- **GIVEN TASK**: Locate the line containing "Point out the yellow", then please write out that line and all the lines below it in the entries exactly.

* * * * * * *

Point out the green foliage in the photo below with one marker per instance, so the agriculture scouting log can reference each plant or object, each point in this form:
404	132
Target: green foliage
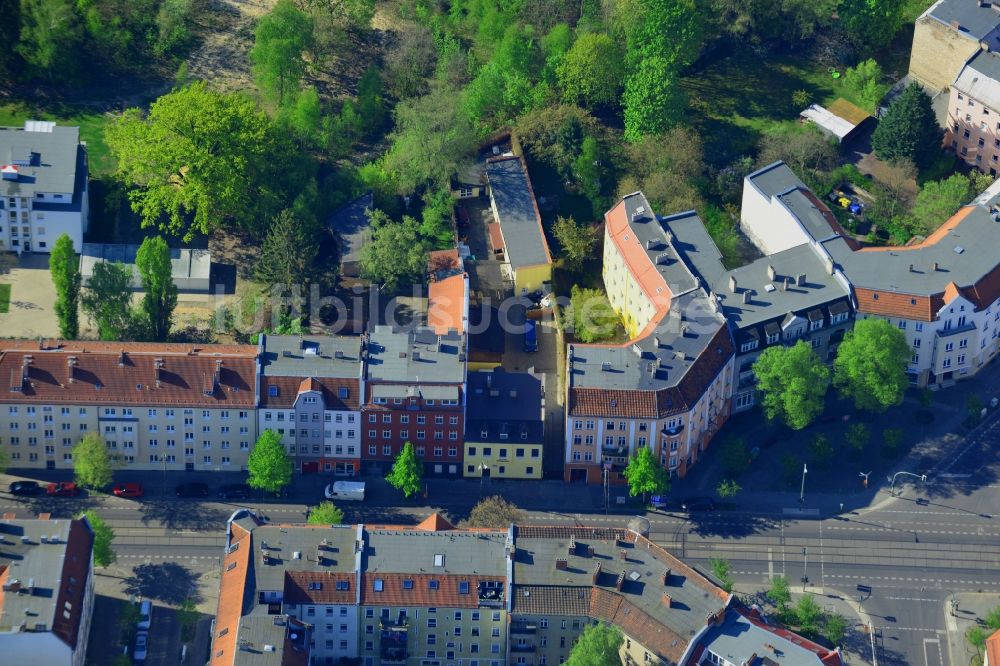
153	263
397	253
93	466
202	159
290	249
728	488
268	464
325	513
104	554
591	315
793	381
407	471
576	241
723	572
107	300
598	644
591	72
908	130
65	269
871	365
494	511
865	81
645	475
281	38
940	199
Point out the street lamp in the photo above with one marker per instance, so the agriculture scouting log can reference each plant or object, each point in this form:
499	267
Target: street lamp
892	480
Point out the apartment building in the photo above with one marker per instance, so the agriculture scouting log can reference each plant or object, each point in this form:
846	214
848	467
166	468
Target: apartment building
43	186
504	436
311	389
974	112
158	406
414	392
668	388
47	598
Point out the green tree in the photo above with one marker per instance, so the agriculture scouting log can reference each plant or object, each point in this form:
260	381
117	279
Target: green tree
202	159
153	263
576	240
591	72
723	572
325	513
940	199
93	465
397	253
591	314
871	365
107	300
780	593
908	130
65	269
290	249
407	471
728	488
494	511
269	467
598	645
865	80
793	382
281	38
645	475
104	554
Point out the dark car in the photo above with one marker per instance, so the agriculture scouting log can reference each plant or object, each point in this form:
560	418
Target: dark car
697	504
192	490
234	491
25	488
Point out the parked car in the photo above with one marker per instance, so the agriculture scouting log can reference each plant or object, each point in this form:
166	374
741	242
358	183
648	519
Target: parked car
192	490
62	489
25	488
234	491
141	645
129	489
145	615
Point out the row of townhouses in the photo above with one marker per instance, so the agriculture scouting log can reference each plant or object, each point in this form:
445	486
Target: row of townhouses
432	595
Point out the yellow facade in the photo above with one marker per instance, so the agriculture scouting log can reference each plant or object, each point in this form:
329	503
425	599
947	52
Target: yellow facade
510	459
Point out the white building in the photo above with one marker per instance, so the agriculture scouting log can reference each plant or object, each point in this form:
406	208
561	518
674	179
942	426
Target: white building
43	189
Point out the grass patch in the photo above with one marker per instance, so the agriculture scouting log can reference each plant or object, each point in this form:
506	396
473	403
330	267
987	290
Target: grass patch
13	114
4	298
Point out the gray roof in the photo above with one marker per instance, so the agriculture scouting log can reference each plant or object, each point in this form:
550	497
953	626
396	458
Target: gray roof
55	167
414	551
504	400
415	356
974	20
517	213
980	79
351	223
311	356
737	639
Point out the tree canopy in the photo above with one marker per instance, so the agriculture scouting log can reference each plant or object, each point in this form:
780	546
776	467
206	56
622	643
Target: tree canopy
792	382
871	365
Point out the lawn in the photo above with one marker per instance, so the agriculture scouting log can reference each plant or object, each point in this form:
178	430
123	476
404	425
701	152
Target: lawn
4	298
91	124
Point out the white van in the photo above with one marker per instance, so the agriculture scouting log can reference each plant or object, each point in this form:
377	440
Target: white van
145	615
353	491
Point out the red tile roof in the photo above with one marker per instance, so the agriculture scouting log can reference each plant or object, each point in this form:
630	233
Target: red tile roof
127	374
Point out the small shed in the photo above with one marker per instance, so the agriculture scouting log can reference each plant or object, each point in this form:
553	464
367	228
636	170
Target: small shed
841	120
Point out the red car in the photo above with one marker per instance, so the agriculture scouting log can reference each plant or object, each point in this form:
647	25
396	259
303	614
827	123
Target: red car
62	489
128	490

* * * * * * *

- **FINAL RESULT**:
Point out the yellow facade in the photo above with one marker per instance, so the agriculture scouting log can reference each plant or object, each point in this form:
329	503
425	599
947	52
Target: yellow facade
510	459
Point out the white building in the photo above with one marker per instance, so the agriculture scouting log can reference each plant or object, each point in this form:
406	208
561	518
674	179
942	426
Target: white building
43	189
Point out the grass patch in the photo above with one marker per instance, so the agriculture scouting log can reference each plant or object, each point in this form:
506	396
473	403
330	267
987	290
Target: grass patch
13	114
4	298
Point out the gray roof in the photo above with one marker per instance, so the agriculture scouting log can reference each plant or object, each point in this form:
550	497
953	626
396	458
Target: gray roof
55	167
414	551
504	400
415	356
974	20
517	213
980	79
351	223
311	356
737	639
Point out the tree canopy in the photo above with one marker per instance, so the agriculture scouting log can reference each plant or object, each point in this form:
780	546
776	467
206	56
622	643
Target: tree canopy
792	382
871	365
Point out the lawn in the photo above with one marker per instance, so the agriculture scouting log can reference each plant or object, each point in this form:
178	430
123	476
404	425
701	152
Target: lawn
4	298
91	124
Point out the white van in the photo above with one marker per instance, so the agriculture scouting log can reference each plant or object, each point in this form:
377	440
Target: white van
145	615
353	491
Point out the red tile roof in the photo above with one marker per instance, so the agriculture scouting log can reference each plant or object, each point in this form:
630	233
Target: red tile roof
127	374
Point out the small shed in the photo above with one marker per instance, so the agriculture scouting log can reference each plant or object, each point in this form:
553	464
367	228
636	170
Target: small shed
841	120
Point out the red car in the photo above with one marker per instance, so the agriculture scouting log can reference each plant or object, each point in this form:
647	25
396	259
303	614
827	123
Target: red car
62	489
128	490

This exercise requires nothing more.